• _Work to do_
Please quote every one of the records below word for word, omitting the pictures.

• _Excerpts from point annotation data_

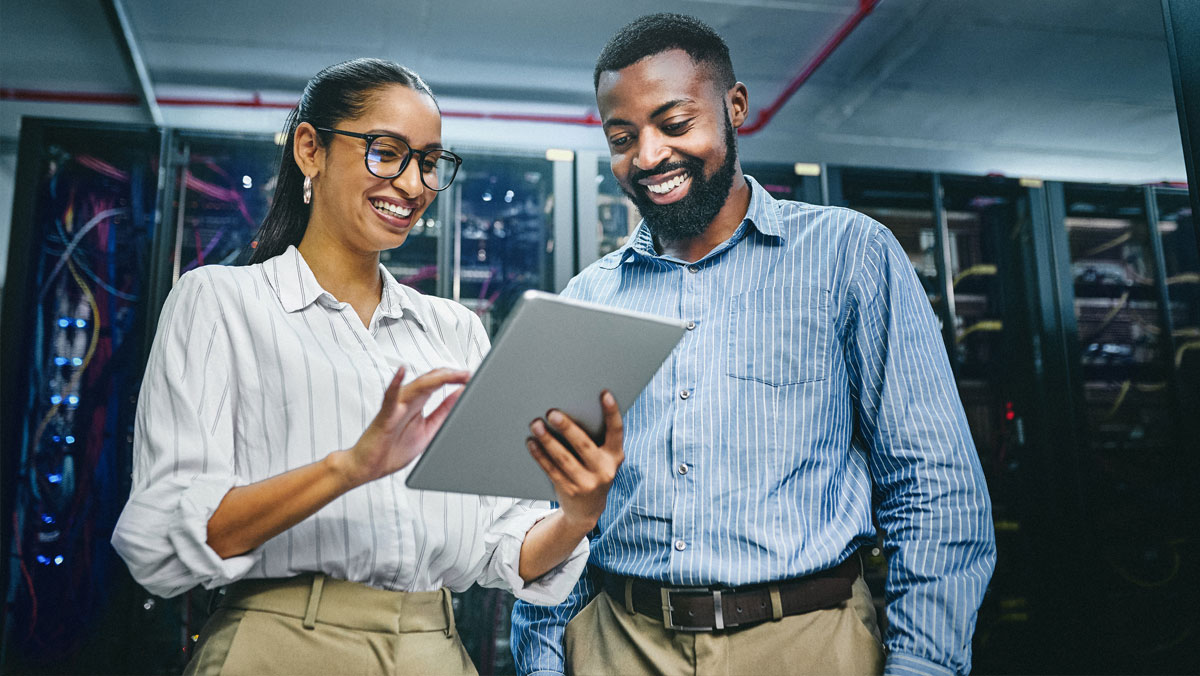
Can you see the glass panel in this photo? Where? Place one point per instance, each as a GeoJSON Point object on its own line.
{"type": "Point", "coordinates": [994, 374]}
{"type": "Point", "coordinates": [505, 232]}
{"type": "Point", "coordinates": [617, 214]}
{"type": "Point", "coordinates": [229, 181]}
{"type": "Point", "coordinates": [1176, 226]}
{"type": "Point", "coordinates": [1117, 316]}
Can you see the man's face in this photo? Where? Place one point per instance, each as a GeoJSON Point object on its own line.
{"type": "Point", "coordinates": [671, 139]}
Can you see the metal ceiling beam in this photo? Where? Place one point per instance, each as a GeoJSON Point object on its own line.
{"type": "Point", "coordinates": [127, 42]}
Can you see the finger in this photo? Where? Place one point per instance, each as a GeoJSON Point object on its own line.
{"type": "Point", "coordinates": [413, 396]}
{"type": "Point", "coordinates": [613, 425]}
{"type": "Point", "coordinates": [557, 453]}
{"type": "Point", "coordinates": [585, 448]}
{"type": "Point", "coordinates": [547, 466]}
{"type": "Point", "coordinates": [390, 396]}
{"type": "Point", "coordinates": [427, 383]}
{"type": "Point", "coordinates": [443, 410]}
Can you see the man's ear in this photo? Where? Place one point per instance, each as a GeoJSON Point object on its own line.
{"type": "Point", "coordinates": [738, 101]}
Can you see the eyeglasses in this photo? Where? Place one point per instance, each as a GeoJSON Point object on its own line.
{"type": "Point", "coordinates": [387, 157]}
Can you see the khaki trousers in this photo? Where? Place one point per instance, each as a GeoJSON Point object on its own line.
{"type": "Point", "coordinates": [319, 626]}
{"type": "Point", "coordinates": [605, 638]}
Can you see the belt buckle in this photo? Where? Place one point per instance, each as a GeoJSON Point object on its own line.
{"type": "Point", "coordinates": [669, 610]}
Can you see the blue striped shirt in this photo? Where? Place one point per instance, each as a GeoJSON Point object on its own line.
{"type": "Point", "coordinates": [814, 386]}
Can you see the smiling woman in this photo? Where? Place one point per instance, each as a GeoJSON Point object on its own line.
{"type": "Point", "coordinates": [283, 400]}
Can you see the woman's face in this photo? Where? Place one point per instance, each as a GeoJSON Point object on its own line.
{"type": "Point", "coordinates": [364, 211]}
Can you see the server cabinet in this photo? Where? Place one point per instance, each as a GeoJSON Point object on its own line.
{"type": "Point", "coordinates": [1133, 450]}
{"type": "Point", "coordinates": [73, 324]}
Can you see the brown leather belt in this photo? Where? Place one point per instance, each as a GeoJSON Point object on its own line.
{"type": "Point", "coordinates": [708, 609]}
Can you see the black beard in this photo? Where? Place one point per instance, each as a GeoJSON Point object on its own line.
{"type": "Point", "coordinates": [691, 215]}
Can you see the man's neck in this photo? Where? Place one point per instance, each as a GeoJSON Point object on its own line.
{"type": "Point", "coordinates": [718, 231]}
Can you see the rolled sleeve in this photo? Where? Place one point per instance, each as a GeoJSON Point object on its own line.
{"type": "Point", "coordinates": [183, 448]}
{"type": "Point", "coordinates": [162, 536]}
{"type": "Point", "coordinates": [504, 538]}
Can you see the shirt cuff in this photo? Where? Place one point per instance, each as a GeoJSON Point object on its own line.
{"type": "Point", "coordinates": [904, 664]}
{"type": "Point", "coordinates": [552, 587]}
{"type": "Point", "coordinates": [190, 538]}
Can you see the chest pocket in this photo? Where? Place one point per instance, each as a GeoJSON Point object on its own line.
{"type": "Point", "coordinates": [780, 336]}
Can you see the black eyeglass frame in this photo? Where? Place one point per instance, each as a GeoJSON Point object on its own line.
{"type": "Point", "coordinates": [403, 163]}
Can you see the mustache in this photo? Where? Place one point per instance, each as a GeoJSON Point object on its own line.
{"type": "Point", "coordinates": [690, 166]}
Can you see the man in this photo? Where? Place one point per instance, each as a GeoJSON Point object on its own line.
{"type": "Point", "coordinates": [811, 386]}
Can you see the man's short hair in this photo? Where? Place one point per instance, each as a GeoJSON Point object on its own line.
{"type": "Point", "coordinates": [655, 34]}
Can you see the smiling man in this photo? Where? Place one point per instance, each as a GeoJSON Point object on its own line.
{"type": "Point", "coordinates": [810, 400]}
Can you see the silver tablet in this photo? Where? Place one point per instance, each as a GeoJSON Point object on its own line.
{"type": "Point", "coordinates": [552, 353]}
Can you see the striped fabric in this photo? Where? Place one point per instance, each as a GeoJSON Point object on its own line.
{"type": "Point", "coordinates": [813, 386]}
{"type": "Point", "coordinates": [257, 370]}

• _Completed task_
Can you see the glass panel in this photo? Where? Place one point per instance, each as a GeoJSON Point object on its own line.
{"type": "Point", "coordinates": [994, 374]}
{"type": "Point", "coordinates": [505, 232]}
{"type": "Point", "coordinates": [617, 214]}
{"type": "Point", "coordinates": [229, 181]}
{"type": "Point", "coordinates": [1176, 226]}
{"type": "Point", "coordinates": [1117, 316]}
Can you see the man's face in this photo? Where? Place one point per instance, each as a GeoJSON Point object on its own line.
{"type": "Point", "coordinates": [671, 139]}
Can you see the metal ceiling beam in this photo? Where? Place one point per instance, each as a GeoJSON Point object on its own line.
{"type": "Point", "coordinates": [127, 42]}
Can you see the finger in this photo? Where? Place one point per instance, each as a GeoJSON Point object on its own line.
{"type": "Point", "coordinates": [413, 396]}
{"type": "Point", "coordinates": [613, 425]}
{"type": "Point", "coordinates": [557, 453]}
{"type": "Point", "coordinates": [585, 448]}
{"type": "Point", "coordinates": [547, 466]}
{"type": "Point", "coordinates": [390, 396]}
{"type": "Point", "coordinates": [427, 383]}
{"type": "Point", "coordinates": [443, 410]}
Can you see the man's ear in this photo? Where? Place one point per instance, each as a GeoJSON Point object on its own line.
{"type": "Point", "coordinates": [738, 101]}
Can you see the eyeglasses in this photo? Where? Place one point per instance, each as a GeoJSON Point object on its own line.
{"type": "Point", "coordinates": [387, 157]}
Can you see the khaki trousers in this photo? Where? Place one point per instance, each as a GeoJSON Point object on its own line.
{"type": "Point", "coordinates": [319, 626]}
{"type": "Point", "coordinates": [605, 638]}
Can you see the belt buckle in this photo? Where? Place one point per instance, each as a GeoJSON Point object on its own line.
{"type": "Point", "coordinates": [669, 610]}
Can you see the blue striped shirt in this photo? Where? Place one point per instance, each as a GeoJSON Point object on its own line.
{"type": "Point", "coordinates": [814, 386]}
Can you see the smiling woman in this photo? Where? Place one point per instance, each as a GeoJSON Point object on its own line.
{"type": "Point", "coordinates": [283, 400]}
Can you see the woman's face in this photo? Where? Place one point per instance, each as a GeoJSON Point object on its own line.
{"type": "Point", "coordinates": [364, 211]}
Can you see the server cabinet in this photo? Where? Place one point per instance, each as a GeoJSON Point object on its own line.
{"type": "Point", "coordinates": [1133, 450]}
{"type": "Point", "coordinates": [73, 324]}
Can you see the brown leather belt in this photo? Where? Place one point per instance, each as a GeoJSON Point object on its own line.
{"type": "Point", "coordinates": [708, 609]}
Can you see the black beard in this photo? Where? Place one point per instance, each as a GeoJSON Point object on its own line.
{"type": "Point", "coordinates": [691, 215]}
Can you see the man's neck in this photo? Where? Place one point per instance, each as a GeoJSON Point object on its own line.
{"type": "Point", "coordinates": [718, 231]}
Can you see the rolled sleeve in this photo? Where? Place one point per instance, each as a GeoJSON Point object on its own line.
{"type": "Point", "coordinates": [183, 448]}
{"type": "Point", "coordinates": [162, 536]}
{"type": "Point", "coordinates": [504, 538]}
Can you see the shirt cuff in this photo? Where? Place one point per instance, each as a GeoJSON Point object on its own line.
{"type": "Point", "coordinates": [904, 664]}
{"type": "Point", "coordinates": [552, 587]}
{"type": "Point", "coordinates": [190, 538]}
Can you see the chest pocket in this photo? Where? Place one point per instance, each as a GeoJSON Point object on its own line.
{"type": "Point", "coordinates": [780, 336]}
Can you see the black eyeglass frame in this photo? Where? Place one point per instance, each as a GeoJSON Point object on its own line.
{"type": "Point", "coordinates": [403, 163]}
Can you see the mustache in this photo? Where? Place one point per instance, each as a GeoJSON Point object on its own line.
{"type": "Point", "coordinates": [690, 166]}
Can you see the man in this photo? Where? Place one point per instance, each as a GeoJSON Point object on its own line.
{"type": "Point", "coordinates": [811, 386]}
Can you see the man's short hair in this photo? Where? Place one point per instance, each as a GeoJSON Point object on its own line.
{"type": "Point", "coordinates": [655, 34]}
Can you see the smiling man in this photo? Where? Place one point per instance, each as a GeoJSON Point object on its own line.
{"type": "Point", "coordinates": [810, 400]}
Can you see the silver tablet in this photo? Where? Place one point per instance, each as a GeoJSON Point object on its own line.
{"type": "Point", "coordinates": [552, 353]}
Can you see the striped fabric in this photo? Where? Place one point per instance, each as a GeoJSON Point object on its own line.
{"type": "Point", "coordinates": [813, 386]}
{"type": "Point", "coordinates": [257, 370]}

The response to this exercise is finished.